課題 -> 飲食店向け支援制度についての本文で、紹介されている補助金・助成金・給付金はいくつか答えよ。

近年の物価高騰や人手不足、消費者の節約志向の高まりなどから、飲食業界は依然として厳しい状況が続いています。
こうした状況を乗り越えるためには、補助金や助成金、給付金を活用し、経営を安定させたいところです。
とはいえ、
「飲食店が使用できる補助金や助成金、給付金って何があるの?」
「そもそも補助金と助成金、給付金の違いは?」
などの悩みがあるでしょう。
本記事では、飲食店が使用できる補助金・助成金・給付金8選をご紹介します。
【今回のコラムをざっくりまとめると…】
「どの制度を活用できるのか分からない」「補助金と助成金、給付金の違いが分からない」と悩む経営者も多いでしょう。本記事では、飲食店が活用できる最新の支援制度8選を紹介し、それぞれの特徴や申請のポイントを解説します。原材料費の高騰や人手不足、消費者の節約志向の影響を受け、厳しい経営環境が続いています。適切な制度を見つけ、賢く活用することで、店舗運営の負担を軽減し、成長のチャンスを広げましょう。

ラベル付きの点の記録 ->
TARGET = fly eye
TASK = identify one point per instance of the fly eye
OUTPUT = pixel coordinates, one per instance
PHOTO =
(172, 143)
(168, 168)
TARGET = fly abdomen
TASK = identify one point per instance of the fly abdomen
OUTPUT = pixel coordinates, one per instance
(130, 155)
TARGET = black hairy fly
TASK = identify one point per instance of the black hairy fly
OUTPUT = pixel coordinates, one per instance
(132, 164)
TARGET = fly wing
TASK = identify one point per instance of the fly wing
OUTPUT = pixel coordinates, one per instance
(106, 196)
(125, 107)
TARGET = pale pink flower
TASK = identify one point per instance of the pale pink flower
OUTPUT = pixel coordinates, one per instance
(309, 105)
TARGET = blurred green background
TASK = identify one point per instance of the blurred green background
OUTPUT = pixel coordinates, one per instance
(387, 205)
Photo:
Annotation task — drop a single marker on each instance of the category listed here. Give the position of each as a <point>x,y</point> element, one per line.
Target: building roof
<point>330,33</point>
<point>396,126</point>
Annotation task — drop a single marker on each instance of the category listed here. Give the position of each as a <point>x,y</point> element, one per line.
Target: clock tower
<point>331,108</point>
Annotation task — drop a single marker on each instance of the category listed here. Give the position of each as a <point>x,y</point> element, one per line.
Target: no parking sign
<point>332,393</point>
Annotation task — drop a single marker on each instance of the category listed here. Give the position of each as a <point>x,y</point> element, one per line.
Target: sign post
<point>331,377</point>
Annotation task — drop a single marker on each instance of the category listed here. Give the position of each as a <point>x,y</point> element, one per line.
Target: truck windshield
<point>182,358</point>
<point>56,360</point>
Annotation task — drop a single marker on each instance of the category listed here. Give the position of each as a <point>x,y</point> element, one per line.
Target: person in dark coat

解答 -> 8つである。